Task objective: Wherever a line in the records contains the word "slope", return that line.

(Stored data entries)
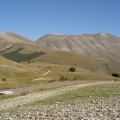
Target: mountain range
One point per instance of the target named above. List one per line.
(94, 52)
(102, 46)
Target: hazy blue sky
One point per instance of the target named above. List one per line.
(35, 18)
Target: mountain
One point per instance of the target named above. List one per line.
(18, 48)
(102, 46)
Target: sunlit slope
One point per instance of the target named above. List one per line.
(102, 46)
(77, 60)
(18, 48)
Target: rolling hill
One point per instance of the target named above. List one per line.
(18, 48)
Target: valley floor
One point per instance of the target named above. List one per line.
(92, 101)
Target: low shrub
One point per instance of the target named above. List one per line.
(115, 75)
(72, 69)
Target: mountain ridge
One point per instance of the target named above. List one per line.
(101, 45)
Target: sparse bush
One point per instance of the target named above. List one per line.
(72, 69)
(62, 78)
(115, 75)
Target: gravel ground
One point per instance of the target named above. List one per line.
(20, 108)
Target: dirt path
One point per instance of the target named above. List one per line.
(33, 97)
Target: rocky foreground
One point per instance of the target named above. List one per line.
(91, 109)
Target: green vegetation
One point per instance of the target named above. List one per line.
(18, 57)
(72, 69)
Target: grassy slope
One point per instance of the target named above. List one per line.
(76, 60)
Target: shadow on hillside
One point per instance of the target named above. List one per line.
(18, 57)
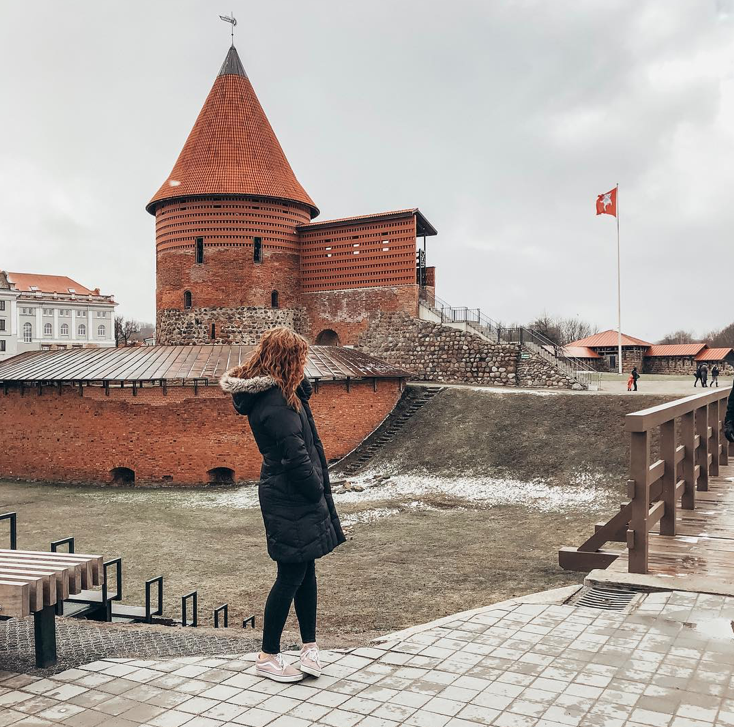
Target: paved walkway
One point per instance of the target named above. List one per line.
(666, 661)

Task solution:
Target: sunlit slope
Target: grassy slope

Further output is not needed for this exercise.